Information supplied:
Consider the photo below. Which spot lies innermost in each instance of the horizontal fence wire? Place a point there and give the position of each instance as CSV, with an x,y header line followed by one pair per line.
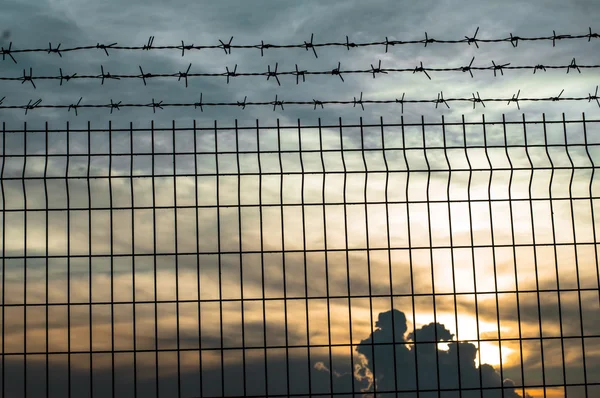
x,y
351,259
299,74
307,45
314,103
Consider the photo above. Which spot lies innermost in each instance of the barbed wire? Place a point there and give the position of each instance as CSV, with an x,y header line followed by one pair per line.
x,y
307,45
279,103
297,73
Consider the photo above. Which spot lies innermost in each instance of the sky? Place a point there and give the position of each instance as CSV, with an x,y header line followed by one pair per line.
x,y
275,311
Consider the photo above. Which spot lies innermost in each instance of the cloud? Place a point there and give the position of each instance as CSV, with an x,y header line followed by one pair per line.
x,y
418,363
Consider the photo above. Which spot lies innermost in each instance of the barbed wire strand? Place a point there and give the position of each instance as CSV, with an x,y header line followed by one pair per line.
x,y
279,103
297,73
307,45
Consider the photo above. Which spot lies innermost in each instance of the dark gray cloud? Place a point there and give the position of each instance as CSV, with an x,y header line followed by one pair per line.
x,y
398,364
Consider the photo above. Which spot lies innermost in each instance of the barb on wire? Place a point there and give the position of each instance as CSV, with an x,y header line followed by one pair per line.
x,y
226,46
156,105
557,98
377,70
310,45
515,99
277,103
230,74
360,102
428,40
116,105
314,102
32,106
421,69
143,75
243,104
106,75
184,47
514,40
348,44
441,100
273,73
336,71
148,46
75,106
299,73
102,47
29,78
184,74
473,39
263,46
199,104
590,97
559,37
574,66
478,99
401,102
372,70
468,68
54,50
499,67
66,77
8,52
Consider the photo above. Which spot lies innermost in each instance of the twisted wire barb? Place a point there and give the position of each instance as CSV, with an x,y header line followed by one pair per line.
x,y
279,103
307,45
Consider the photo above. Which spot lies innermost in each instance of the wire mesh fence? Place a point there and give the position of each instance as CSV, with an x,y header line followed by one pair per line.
x,y
446,258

What is expected:
Each of the lines above should be transcribed exactly; no image is to be copied.

Answer below:
Consider the photo below. Which spot lies innermost in each instance of the horizontal fence wire? Place a point there and give the position of each instance as CSV, with an x,y header line followed by one pair per line.
x,y
351,259
299,74
307,45
314,103
Consider the photo above. Which spot lies innermost in each instance of the barbed wire? Place a point there and give the position of each instance as CSV, with an x,y header line followed by one pair per line.
x,y
307,45
279,103
297,73
Consider the photo above. Which spot lies innermost in each instance of the sky? Place a point there and give the position of each instance as CSV, with an x,y header line followed by one pair per line.
x,y
275,311
Consider the photo above. Which spot lies innermost in each instance of the cloud? Place a point there and give the position of each instance as CSV, with an x,y header line followed by one pair per line.
x,y
418,363
Consider the photo above. Which spot lies innermost in each instance of the barbed wire strand? Place a point there and give the position of each instance as CSV, with an x,y header line followed by one pair per line.
x,y
279,103
297,73
307,45
Consider the photo above. Which spot lies innermost in each instance of the dark gray cloud? Place a point there and give the position of each instance as CSV, with an x,y header line followed by one pair per line.
x,y
398,364
Consider the photo above. Which spot lies innermost in each instance of the barb on wire? Place a point there and give the position of each instance as CSV, with an x,y header line followed by one pair per line.
x,y
226,46
156,105
557,98
377,70
310,45
515,99
277,103
230,74
360,102
428,40
116,105
314,102
32,106
421,69
143,75
243,104
106,75
184,47
514,40
348,44
441,100
273,73
336,71
148,46
75,106
299,73
102,47
29,78
184,74
473,39
263,46
199,104
590,97
559,37
574,66
478,99
401,102
372,70
468,68
54,50
499,67
66,77
8,52
Consider the photo above. Which spot lies innermost in each instance of the twisted wire barb? Place a point there and give the position of each instance as CSV, with an x,y header line followed by one pair per line.
x,y
279,103
307,45
Consider the photo above. Which spot lies innermost in each instance of the wire mesh fence? Place a point there and give the position of each instance as CSV, with an x,y header line followed by one pair per line.
x,y
446,258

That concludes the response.